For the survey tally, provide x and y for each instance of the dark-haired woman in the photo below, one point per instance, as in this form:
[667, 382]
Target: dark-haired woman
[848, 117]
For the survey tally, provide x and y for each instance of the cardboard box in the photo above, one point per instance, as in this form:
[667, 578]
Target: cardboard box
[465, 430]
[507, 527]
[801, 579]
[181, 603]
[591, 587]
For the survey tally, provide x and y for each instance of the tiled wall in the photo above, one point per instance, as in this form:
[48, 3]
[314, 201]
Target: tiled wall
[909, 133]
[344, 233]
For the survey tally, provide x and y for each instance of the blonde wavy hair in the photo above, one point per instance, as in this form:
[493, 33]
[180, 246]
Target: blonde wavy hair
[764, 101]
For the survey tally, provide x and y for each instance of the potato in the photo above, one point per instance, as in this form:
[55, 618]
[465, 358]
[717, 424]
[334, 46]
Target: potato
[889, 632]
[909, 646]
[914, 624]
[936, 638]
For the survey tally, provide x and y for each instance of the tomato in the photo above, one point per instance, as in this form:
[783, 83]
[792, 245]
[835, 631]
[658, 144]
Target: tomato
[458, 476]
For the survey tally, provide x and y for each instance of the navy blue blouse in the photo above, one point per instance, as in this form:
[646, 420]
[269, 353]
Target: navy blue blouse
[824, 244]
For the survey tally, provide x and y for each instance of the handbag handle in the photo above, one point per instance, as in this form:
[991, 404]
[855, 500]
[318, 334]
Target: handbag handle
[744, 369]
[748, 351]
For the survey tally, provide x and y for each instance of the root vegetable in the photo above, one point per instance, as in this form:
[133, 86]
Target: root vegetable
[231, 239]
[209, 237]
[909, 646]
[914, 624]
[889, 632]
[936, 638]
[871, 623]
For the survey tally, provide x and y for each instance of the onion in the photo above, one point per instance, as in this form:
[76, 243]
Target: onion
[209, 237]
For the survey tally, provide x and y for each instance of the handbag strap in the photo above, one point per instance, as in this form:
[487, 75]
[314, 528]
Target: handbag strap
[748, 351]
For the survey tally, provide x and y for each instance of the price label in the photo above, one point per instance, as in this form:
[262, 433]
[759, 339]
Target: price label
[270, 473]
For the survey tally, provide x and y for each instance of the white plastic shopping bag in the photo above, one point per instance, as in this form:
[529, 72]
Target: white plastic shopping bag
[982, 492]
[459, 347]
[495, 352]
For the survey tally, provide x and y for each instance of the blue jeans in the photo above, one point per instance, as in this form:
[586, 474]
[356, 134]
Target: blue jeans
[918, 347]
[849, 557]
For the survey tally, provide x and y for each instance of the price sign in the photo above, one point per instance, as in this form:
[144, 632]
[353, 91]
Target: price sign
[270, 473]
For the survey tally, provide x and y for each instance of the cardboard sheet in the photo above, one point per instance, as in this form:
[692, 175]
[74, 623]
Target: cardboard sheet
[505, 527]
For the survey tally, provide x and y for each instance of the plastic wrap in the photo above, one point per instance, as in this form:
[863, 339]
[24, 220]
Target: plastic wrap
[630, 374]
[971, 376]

+--

TASK STATEMENT
Reproduce the listing from the line that contains "the price sign" through the end of the listing, keeping every request line and its format sample unchanged. Rescale each coordinate in the answers by multiplying it by 0.3 and rounding to the nearest whole number, with halves rounded up.

RESULT
For the survey tally, provide x and y for each instance of the price sign in the photo above, one point per instance, as in this form:
[144, 632]
[353, 91]
Target: price sign
[81, 142]
For the survey tally, provide x and y for each instance of the cardboard sheet in the photo above, one point per instance, as in this form:
[692, 175]
[74, 623]
Target: cardboard sheet
[152, 158]
For the survey tally, provide x and y for each instance of the plastic wrap in the photo above, one point per instance, as in this form:
[863, 339]
[24, 220]
Target: plastic wrap
[189, 112]
[291, 113]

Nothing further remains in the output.